Data shown.
****

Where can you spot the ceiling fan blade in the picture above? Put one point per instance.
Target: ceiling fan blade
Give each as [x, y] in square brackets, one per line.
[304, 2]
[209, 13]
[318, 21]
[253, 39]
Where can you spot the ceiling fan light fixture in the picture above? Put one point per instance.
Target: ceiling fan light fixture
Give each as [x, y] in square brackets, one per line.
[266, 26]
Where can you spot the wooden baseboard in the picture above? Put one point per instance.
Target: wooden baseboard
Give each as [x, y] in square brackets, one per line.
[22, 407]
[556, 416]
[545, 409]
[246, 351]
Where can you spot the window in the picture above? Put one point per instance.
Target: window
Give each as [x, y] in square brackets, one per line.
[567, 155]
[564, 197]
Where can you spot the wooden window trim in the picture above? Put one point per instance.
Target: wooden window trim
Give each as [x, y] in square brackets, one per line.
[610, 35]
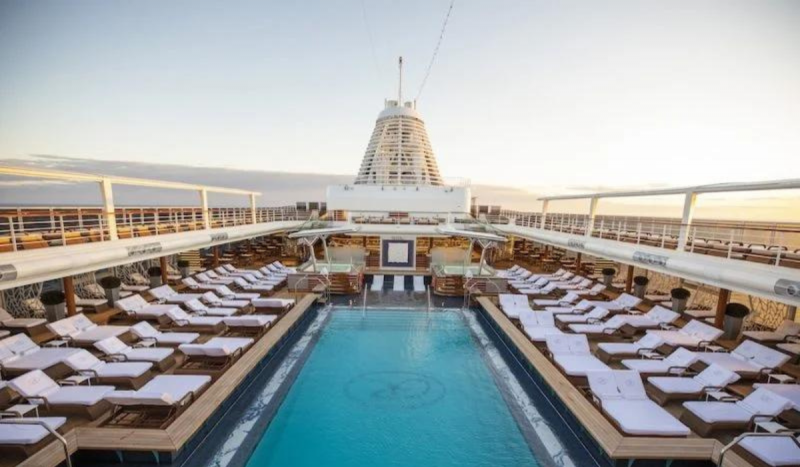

****

Objective.
Could you write out every line of the rows above again, requests included, with each x and y coordinate in the answers scaled by 1.95 and rounded to the nearest whole number, halves rounding up? Leave the pictures out.

Correct response.
Where can you spot the ceiling fan blade in the picture above? Put one point per instance.
Target: ceiling fan blade
Give each as [x, y] in square brackets, one per line.
[593, 4]
[408, 25]
[620, 41]
[493, 76]
Where can you spot the ceiling fan light fixture in the picture above? Put one point per instance.
Target: ceiling fan light fixture
Give each as [x, y] in square brackets, one per line.
[519, 51]
Where can you spot the wooden baseboard in the picture above? Put one point per instance.
Target: wooden baseboard
Give each as [x, y] in square brackets, one per line.
[43, 794]
[1084, 811]
[1063, 798]
[480, 684]
Where can you spot the window in the picture above? Put one point per instance.
Target: window
Give each as [x, y] in square brackets, one per line.
[1106, 302]
[1100, 384]
Where can you spot the wooden window trim in the picture above? Put one point per instance.
Target: wooden window trim
Give each as [x, y] in square brackets, one per line.
[1190, 68]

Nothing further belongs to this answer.